_Task description_. Could you reproduce every record below exactly as it stands?

[Referring expression data]
▼▼▼
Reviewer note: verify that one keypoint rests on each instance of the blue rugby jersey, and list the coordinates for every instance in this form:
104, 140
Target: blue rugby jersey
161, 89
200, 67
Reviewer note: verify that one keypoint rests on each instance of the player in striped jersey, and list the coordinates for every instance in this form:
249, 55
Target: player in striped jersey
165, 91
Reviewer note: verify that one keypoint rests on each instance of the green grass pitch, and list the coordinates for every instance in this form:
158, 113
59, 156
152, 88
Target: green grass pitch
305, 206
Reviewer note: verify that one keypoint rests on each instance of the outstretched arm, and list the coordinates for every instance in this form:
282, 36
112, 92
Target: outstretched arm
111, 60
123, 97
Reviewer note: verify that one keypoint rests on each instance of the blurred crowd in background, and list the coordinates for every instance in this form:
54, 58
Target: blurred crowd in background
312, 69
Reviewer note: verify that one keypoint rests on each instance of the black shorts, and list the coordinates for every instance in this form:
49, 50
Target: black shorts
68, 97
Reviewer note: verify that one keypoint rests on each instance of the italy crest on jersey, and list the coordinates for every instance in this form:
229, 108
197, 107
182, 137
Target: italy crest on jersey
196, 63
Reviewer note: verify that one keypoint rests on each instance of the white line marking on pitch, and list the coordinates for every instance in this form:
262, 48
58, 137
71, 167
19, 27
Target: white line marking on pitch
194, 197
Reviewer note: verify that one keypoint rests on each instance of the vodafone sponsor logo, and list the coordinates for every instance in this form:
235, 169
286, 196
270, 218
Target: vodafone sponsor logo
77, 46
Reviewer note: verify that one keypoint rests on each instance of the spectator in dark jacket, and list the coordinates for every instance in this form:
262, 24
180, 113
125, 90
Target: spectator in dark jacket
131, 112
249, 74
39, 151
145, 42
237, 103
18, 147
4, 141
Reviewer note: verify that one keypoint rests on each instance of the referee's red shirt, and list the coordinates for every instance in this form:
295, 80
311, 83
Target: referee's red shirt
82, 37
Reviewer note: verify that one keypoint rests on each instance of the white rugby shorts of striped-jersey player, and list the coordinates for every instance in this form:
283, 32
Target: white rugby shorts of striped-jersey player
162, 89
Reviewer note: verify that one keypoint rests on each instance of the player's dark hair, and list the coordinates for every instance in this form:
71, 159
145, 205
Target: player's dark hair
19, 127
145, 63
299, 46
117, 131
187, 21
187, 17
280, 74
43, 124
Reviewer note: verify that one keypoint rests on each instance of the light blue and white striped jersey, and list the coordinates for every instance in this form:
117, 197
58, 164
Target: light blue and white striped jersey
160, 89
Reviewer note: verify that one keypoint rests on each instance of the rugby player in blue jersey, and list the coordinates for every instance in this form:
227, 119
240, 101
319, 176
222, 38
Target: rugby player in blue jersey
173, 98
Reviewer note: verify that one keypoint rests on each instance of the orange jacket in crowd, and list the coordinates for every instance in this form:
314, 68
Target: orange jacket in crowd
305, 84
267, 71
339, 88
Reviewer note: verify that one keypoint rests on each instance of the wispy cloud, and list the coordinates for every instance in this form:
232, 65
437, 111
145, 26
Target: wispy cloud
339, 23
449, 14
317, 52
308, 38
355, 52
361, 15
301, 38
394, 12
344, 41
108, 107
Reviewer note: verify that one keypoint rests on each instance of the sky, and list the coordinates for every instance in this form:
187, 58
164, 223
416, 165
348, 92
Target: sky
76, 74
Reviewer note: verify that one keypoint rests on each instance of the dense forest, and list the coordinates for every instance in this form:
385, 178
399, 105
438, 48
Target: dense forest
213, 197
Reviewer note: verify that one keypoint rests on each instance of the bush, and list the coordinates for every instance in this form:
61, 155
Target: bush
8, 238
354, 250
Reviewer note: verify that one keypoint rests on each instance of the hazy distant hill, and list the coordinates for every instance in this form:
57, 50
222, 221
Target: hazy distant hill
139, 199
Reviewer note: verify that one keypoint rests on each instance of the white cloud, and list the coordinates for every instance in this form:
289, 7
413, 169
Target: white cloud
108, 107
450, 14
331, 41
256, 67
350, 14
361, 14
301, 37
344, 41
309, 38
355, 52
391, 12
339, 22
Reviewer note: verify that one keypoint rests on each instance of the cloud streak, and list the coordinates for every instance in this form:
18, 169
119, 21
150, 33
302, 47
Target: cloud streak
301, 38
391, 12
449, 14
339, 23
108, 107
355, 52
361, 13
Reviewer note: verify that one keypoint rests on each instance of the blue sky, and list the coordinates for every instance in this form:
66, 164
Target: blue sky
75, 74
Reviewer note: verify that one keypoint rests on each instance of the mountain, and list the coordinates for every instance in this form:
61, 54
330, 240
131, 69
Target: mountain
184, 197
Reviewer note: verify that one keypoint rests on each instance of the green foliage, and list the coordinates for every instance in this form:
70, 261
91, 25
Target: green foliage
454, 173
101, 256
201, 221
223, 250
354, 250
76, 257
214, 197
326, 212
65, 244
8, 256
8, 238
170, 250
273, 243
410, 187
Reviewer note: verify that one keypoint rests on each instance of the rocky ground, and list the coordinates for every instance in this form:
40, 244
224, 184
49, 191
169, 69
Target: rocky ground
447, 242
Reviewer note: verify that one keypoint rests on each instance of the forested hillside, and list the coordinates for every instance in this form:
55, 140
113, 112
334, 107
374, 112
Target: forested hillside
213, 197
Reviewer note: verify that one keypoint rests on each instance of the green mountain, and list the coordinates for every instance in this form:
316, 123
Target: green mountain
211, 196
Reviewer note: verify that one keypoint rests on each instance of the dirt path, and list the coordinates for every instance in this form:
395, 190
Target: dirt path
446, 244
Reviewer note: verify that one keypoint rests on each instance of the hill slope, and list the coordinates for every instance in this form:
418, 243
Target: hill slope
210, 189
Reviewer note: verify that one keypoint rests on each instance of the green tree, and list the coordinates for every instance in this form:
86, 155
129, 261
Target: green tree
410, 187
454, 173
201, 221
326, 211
▲▲▲
_Written solution_.
Reviewer note: verify that one keypoint rests on each instance of the blue rugby jersey, and list the coordinates for every instance in this form:
104, 140
Target: blue rugby jersey
161, 89
200, 67
Reviewer note: verify that one keypoint rests on each instance of the player in striped jersey, and list the coordinates for every instance in this form:
249, 55
Target: player in striped jersey
165, 91
Reviewer note: verify that one keypoint rests on each instance of the green grass pitch, and list the coordinates for every instance in this form:
158, 113
59, 156
152, 88
Target: green grass pitch
305, 206
Reviewer note: verify that one keypoint rests on each instance of the outstretched arm, and list the coordinates for every instance in this form:
282, 36
112, 92
Target: outstretched arm
111, 60
123, 97
Reviewer note: verify that one keypoint rests on each instance of the blurred crowd in background, and list the coordinates for every instance in this form:
54, 58
Target: blurred crowd in background
312, 69
Reviewer note: verify that one keypoint rests on each instance of the black shorts, and list the coordinates for every instance in this form:
49, 50
Target: black shorts
68, 97
Reviewer note: verify that one keypoint rests on each instance of the italy crest on jersey, and list the coordinates for every instance in this form:
229, 108
197, 107
182, 137
Target: italy crest on jersey
196, 63
Reviewer note: verify that one keypoint rests on each instance of the white line marking on pitch, and list the coordinates for every instance in this form:
262, 48
58, 137
71, 167
19, 27
Target: white line marking on pitch
194, 197
Reviewer note: verify that one keypoint rests on each instance of the vodafone sponsor logo, and list the coordinates for every instance in this form:
235, 169
286, 196
270, 218
Target: vodafone sponsor logo
77, 46
Reviewer note: verify that one keypoint rests on each instance of the spectator in dark jacket, and list the coordinates for every instance in this form:
262, 24
180, 113
125, 90
Target: spectator in dark jacket
131, 112
249, 74
39, 151
145, 42
237, 103
18, 147
4, 141
Reviewer note: verify that one keypoint rests on each instance of the referee's red shirt, and list the coordinates for every instance in this form:
295, 80
311, 83
Target: referee's red shirt
82, 37
Reviewer note: verify that one keypoint rests on each instance of the white rugby shorts of striped-jersey player, and list the coordinates for every instance in this form:
283, 32
Target: white rugby shorts of striped-jersey player
162, 89
Reviewer note: verify that one keypoint rests on each instance of the player's dark hair, and list the coordinates for every instance in this form:
71, 159
145, 205
Target: player's dark hair
19, 127
145, 63
299, 46
117, 131
187, 21
187, 17
280, 74
43, 124
Reviewer note: verify that one keypoint rests on each instance of the light blue and white striped jersey, and list the coordinates for every instance in this form:
117, 197
58, 164
Target: light blue and white striped jersey
160, 89
Reviewer note: verify that one keypoint rests on each instance of the rugby player in blue jersey, and list the coordinates for every instance in this form:
227, 119
240, 101
319, 176
222, 38
Target: rugby player in blue jersey
173, 98
Reviewer note: verify that one keypoint rests on each instance of the orange jacket in crowd, and list the coordinates for every instance in this form:
314, 68
Target: orange jacket in crowd
305, 84
267, 71
339, 88
Reviewer note: verify that one keypoint rests on each instance of the wispy cloud, and list the coordinates for every instance in this form:
232, 65
437, 111
145, 26
Target: wispy cloud
339, 23
449, 14
317, 52
308, 38
355, 52
361, 15
301, 38
394, 12
344, 41
108, 107
Reviewer note: verify that one keypoint rests on each instance of the sky, and list the coordinates for every instance in this form:
187, 58
164, 223
416, 165
348, 92
Target: sky
76, 74
Reviewer note: verify that one keypoint rests on each instance of the dense forest, and list the coordinates for every instance in this form:
385, 178
399, 105
438, 48
Target: dense forest
213, 197
Reviewer note: verify that one keypoint rests on each instance of the bush, and list the coordinates for every instance in this form:
61, 155
Target: bush
8, 238
354, 250
Reviewer note: verify that one keypoint rests on each instance of the hazy distant hill, and list the coordinates for every instance in this form:
57, 50
222, 221
Target: hazy distant hill
139, 199
Reviewer note: verify that one keypoint rests on each instance of the white cloud, and list the coordinates for every instance in this form:
289, 7
413, 169
Target: white cloud
108, 107
450, 14
331, 41
256, 67
350, 14
361, 14
301, 37
344, 41
309, 38
355, 52
391, 12
339, 22
Reviewer note: verify that one keypoint rests on each instance of the cloud streak, and list the coordinates for every instance in this form:
18, 169
119, 21
150, 33
302, 47
Target: cloud streak
301, 38
391, 12
449, 14
339, 23
108, 107
355, 52
361, 13
Reviewer note: verify that one keypoint rests on each instance of the blue sky, and list the coordinates for every instance in this form:
66, 164
Target: blue sky
75, 74
Reviewer note: verify that one keypoint rests on each instance of the mountain, and list the coordinates for every instance in this form:
61, 54
330, 240
131, 69
Target: mountain
184, 197
Reviewer note: verify that one keypoint rests on each instance of the green foliage, and list the coordinates for every instance in this form:
70, 261
91, 25
Target: green foliage
454, 173
101, 256
201, 221
223, 250
354, 250
76, 257
214, 197
326, 212
65, 244
8, 256
8, 238
170, 250
273, 243
410, 187
Reviewer note: verify that one keypoint rests on each instance of the rocky ground, and list the coordinates for every instance in this form:
40, 244
224, 184
49, 191
169, 69
Target: rocky ground
447, 242
Reviewer note: verify that one keypoint rests on each instance of the forested hillside, and list the coordinates for every instance in this form:
55, 140
113, 112
334, 107
374, 112
Target: forested hillside
213, 197
Reviewer note: verify that one keypoint rests on each instance of the green mountain, and list the coordinates for every instance in this form:
316, 123
Target: green mountain
211, 196
Reviewer note: verify that one keypoint rests on each instance of the dirt path, and list the coordinates for every instance in this form:
395, 190
Target: dirt path
446, 244
Reviewer note: verify that one keypoint rests on each instance of the hill slope, and list the coordinates for every instance in this form:
418, 243
Target: hill slope
210, 189
Reviewer note: verify that one keypoint rests on each instance of the green tree, and list the coordinates for every instance in this form:
86, 155
129, 261
Target: green tree
410, 187
454, 173
201, 221
326, 211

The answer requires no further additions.